COSA FARE
1. Riporta fedelmente il tratto del brano sulle città che va da "Il dubbio mi" fino a "mattoncino alla volta." compreso.
2. Prosegui il brano sulle città partendo da dopo l'ultima frase.

BRANO FORNITO
============

🌍 Rifacciamo le città
Il colore verde #30 | Visualizza nel browser | Iscriviti
Rifacciamo le città
Un dettaglio di un'illustrazione di Bruce McCall, usato nella copertina del New Yorker del 27 agosto 2012
Il lockdown n°2 ha bloccato di nuovo molte città italiane. Se nel primo siamo stati colti alla sprovvista, non dobbiamo sprecare questo nuovo intervallo spazio-temporale. Le vie sono vuote, il polverone quotidiano si sta posando: guarda fuori dalla finestra e dimmi, la tua città è pronta al futuro? Soprattutto, quale futuro ci aspetta?
Il dubbio mi frulla in testa da una settimana. Ero a Torino lo scorso weekend, camminavo tra i banchi del grande mercato di Porta Palazzo e ho scoperto una cosa: una storica edicole-chiosco della piazza ha chiuso. Al suo posto, nella stessa struttura ottagonale, una “Portineria di quartiere”: ritirano pacchi, consegnano la spesa, tengono le chiavi, consigliano idraulici, offrono lavoretti a chi ha bisogno. Ma organizzano anche eventi culturali, condividono il wifi e prestano libri. Bellissimo.
La “Portineria di quartiere” c’entra con il clima, di cui tanto parlo in questa newsletter? No. Ma è legata indissolubilmente ai concetti di sostenibilità, del riuso, della circolarità. Il benessere condiviso con chi ci circonda e ciò che ci circonda. La cultura nuova che vogliamo costruire un mattoncino alla volta.
Nello stesso weekend, una lettrice de Il colore verde ha innescato una nuova scintilla. Silvia (grazie!) mi ha raccontato di Bottom Up!, festival di architettura dedicato alla “rigenerazione urbana dal basso”, che si è appena concluso proprio a Torino. Il festival ha aiutato a lanciare 12 progetti per ripensare quartieri o aree della città piemontese. Luoghi abbandonati, rovinati, mal utilizzati. Ogni progetto ha avuto una raccolta fondi online: alla fine del percorso sono arrivati più di 60.000 euro (qui la pagina con tutti i numeri).

============

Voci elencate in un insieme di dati

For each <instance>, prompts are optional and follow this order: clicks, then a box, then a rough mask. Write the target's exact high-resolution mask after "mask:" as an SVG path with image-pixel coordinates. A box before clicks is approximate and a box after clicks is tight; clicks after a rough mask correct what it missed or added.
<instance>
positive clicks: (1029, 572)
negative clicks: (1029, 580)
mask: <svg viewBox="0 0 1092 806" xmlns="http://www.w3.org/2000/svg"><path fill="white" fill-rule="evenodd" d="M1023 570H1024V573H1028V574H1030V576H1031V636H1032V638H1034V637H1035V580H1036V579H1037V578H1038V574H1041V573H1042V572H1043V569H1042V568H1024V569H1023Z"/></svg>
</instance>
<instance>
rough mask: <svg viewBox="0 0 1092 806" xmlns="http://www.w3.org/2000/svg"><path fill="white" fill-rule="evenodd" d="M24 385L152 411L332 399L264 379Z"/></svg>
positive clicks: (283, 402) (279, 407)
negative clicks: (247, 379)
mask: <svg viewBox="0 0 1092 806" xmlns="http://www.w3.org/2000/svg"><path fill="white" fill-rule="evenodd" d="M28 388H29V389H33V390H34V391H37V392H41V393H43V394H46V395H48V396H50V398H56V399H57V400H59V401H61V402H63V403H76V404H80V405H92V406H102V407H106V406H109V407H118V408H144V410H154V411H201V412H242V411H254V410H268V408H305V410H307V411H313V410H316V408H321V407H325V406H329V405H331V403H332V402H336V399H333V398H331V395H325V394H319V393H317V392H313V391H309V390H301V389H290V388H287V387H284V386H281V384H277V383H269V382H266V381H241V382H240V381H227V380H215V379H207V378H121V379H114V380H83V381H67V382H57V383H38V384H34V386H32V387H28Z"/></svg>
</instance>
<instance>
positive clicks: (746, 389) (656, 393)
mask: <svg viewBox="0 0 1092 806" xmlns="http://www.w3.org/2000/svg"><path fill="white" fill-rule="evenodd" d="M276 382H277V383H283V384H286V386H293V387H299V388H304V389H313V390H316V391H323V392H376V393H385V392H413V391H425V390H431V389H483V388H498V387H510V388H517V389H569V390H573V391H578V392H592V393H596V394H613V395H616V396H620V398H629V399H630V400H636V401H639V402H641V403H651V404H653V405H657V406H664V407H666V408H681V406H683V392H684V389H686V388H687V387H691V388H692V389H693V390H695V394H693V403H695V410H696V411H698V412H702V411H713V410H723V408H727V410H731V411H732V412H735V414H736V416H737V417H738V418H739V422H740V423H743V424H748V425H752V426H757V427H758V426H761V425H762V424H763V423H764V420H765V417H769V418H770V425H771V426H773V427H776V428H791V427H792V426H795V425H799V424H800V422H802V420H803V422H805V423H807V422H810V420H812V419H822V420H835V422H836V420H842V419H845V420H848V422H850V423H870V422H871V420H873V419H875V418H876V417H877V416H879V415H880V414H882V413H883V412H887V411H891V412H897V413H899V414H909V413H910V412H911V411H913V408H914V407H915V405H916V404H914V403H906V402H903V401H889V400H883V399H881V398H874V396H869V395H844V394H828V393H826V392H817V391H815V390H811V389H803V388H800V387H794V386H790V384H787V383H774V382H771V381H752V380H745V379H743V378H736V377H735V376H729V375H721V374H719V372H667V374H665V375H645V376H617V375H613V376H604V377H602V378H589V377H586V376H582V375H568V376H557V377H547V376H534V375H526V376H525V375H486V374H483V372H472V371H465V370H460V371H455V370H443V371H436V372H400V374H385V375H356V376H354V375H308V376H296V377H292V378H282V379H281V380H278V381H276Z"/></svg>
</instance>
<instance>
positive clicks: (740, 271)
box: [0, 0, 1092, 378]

============

RISULTATI DELL'ESERCIZIO
1.
Il dubbio mi frulla in testa da una settimana. Ero a Torino lo scorso weekend, camminavo tra i banchi del grande mercato di Porta Palazzo e ho scoperto una cosa: una storica edicole-chiosco della piazza ha chiuso. Al suo posto, nella stessa struttura ottagonale, una “Portineria di quartiere”: ritirano pacchi, consegnano la spesa, tengono le chiavi, consigliano idraulici, offrono lavoretti a chi ha bisogno. Ma organizzano anche eventi culturali, condividono il wifi e prestano libri. Bellissimo.
La “Portineria di quartiere” c’entra con il clima, di cui tanto parlo in questa newsletter? No. Ma è legata indissolubilmente ai concetti di sostenibilità, del riuso, della circolarità. Il benessere condiviso con chi ci circonda e ciò che ci circonda. La cultura nuova che vogliamo costruire un mattoncino alla volta.

2.
Quattro di quei progetti hanno raggiunto la somma sperata. Altri sono fermi qualche passo indietro. Non te li voglio raccontare per il loro successo, ma perché in qualsiasi città alcuni di progetti potrebbero essere replicati o riadattati. Rammendi per periferie e centri sfilacciati. Perché non necessariamente il futuro è fatto di città sporche, anonime e inquinate.
La scuola d’infanzia comunale Marc Chagall nella zona multietnica di Aurora sta riqualificando il suo “Cortile mondo”, un giardino di scoperta che sembra un universo in miniatura. Un posto dove imparare a conoscere gli altri e la natura (e «a fare le nuvole», come loro scrivono in una mappa del cortile che verrà).
“Corti.lì” – già il nome è una speranza – vuole valorizzare i “cortili alberati” che Torino nasconde. “Hear me”, invece, vorrebbe creare un centro di ascolto in uno spazio verde su cui affacciano due diverse strutture psichiatriche. La Casa del quartiere di San Salvario vuole far tettoie alberate a chilometro zero e il circolo circolo Risorgimento una struttura per coprire la zona esterna e ospitare attività e laboratori.
“Wall Coming” porterà all’interno del carcere minorile Ferrante un teatro e uno spazio multifunzionale, gestito direttamente dai ragazzi della struttura. “28 – Spazio di Mezzo” è un luogo di incontro comunità cinese e italiana, mentre “Convi” vorrebbe trasformare un vecchio container in un casa comune all’interno nel quartiere Villaretto.
“Una pietra tira l’alta”, nome che deriva dal quartiere Pietra Alta, vorrebbe unire due cortili per farne un “giardino culturale”, con giochi per bambini, spazi per attività culturali e attrezzature per un orto delle spezie.
“Ruota di scarto” è un altro progetto riadattabile ovunque: un furgoncino del cibo che raccoglie le eccedenze alimentari fuori dal mercato. (A Roma c’è un progetto simile, ReFoodgees).
“Spiga” è un’idea tanto semplice quanto incredibile: a Barriera di Milano, quartiere nord di Torino, in una zona dove già ora si trovano degli orti urbani, vogliono costruire un forno sociale e inclusivo per fare il pane, condividendo non solo lo spazio ma anche conoscenza, attività, idee: «una rigenerazione artigiana della periferia».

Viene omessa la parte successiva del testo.